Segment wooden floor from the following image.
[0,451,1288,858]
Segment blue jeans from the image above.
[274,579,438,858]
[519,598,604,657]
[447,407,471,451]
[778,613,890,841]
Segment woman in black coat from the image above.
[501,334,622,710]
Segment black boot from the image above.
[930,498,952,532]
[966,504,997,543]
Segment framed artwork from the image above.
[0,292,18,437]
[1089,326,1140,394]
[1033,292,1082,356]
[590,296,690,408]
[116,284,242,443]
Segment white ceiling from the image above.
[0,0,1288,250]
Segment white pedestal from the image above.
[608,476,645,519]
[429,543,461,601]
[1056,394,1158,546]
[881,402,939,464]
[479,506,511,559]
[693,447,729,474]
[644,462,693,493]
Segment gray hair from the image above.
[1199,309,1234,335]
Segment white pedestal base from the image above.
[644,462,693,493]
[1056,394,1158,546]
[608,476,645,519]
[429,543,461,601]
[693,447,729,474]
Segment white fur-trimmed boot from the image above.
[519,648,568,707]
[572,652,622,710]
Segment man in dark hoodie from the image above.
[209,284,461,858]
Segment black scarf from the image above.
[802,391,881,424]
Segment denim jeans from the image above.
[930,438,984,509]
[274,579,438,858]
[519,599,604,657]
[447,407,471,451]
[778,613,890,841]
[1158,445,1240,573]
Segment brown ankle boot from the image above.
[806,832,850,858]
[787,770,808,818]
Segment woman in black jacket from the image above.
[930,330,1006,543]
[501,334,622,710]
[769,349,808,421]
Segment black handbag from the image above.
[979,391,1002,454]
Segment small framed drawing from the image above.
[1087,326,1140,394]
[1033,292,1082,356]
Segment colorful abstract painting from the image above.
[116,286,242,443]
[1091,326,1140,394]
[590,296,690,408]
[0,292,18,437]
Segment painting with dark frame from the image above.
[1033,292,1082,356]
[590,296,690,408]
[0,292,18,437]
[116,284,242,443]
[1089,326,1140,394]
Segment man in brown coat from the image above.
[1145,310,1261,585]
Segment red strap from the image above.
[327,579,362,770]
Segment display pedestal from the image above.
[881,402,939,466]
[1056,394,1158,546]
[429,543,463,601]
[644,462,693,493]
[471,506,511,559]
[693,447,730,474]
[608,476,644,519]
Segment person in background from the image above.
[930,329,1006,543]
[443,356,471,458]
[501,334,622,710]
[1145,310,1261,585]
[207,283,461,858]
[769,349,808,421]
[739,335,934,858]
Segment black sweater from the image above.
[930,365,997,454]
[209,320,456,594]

What you have to do ▸ Please reproduce everything from the start of the records down to the line containing "[209,284,461,858]", with the requests kept, and shift each bounding-box coordinate in the answers up by 106.

Solution to the exercise ▸
Segment wooden floor from the following image.
[106,557,1394,964]
Segment blue jeans from the image above.
[380,685,544,964]
[625,704,710,763]
[553,513,577,557]
[884,719,996,947]
Segment woman in black coat from the image above.
[607,440,728,816]
Segment black boot from the image above.
[1036,604,1058,638]
[1072,610,1103,649]
Segment framed artwork from the image above.
[106,398,124,543]
[1195,432,1246,500]
[1139,398,1188,462]
[696,402,796,514]
[222,390,348,549]
Segment white ceiling from the image above.
[106,106,1394,356]
Segment white pedestal from the image above.
[714,582,751,625]
[535,649,567,707]
[1162,500,1264,652]
[987,508,1045,570]
[585,612,617,665]
[799,553,835,580]
[750,568,799,599]
Segment gray hair from the image above.
[1305,415,1340,441]
Segment white pedestal base from the image above.
[750,568,799,599]
[1162,500,1264,652]
[714,582,751,625]
[535,649,567,707]
[799,553,835,580]
Segment white fur-trimmed boot from the image above.
[625,754,674,813]
[678,758,728,816]
Segment man in dark hoodie from the image above.
[315,390,567,964]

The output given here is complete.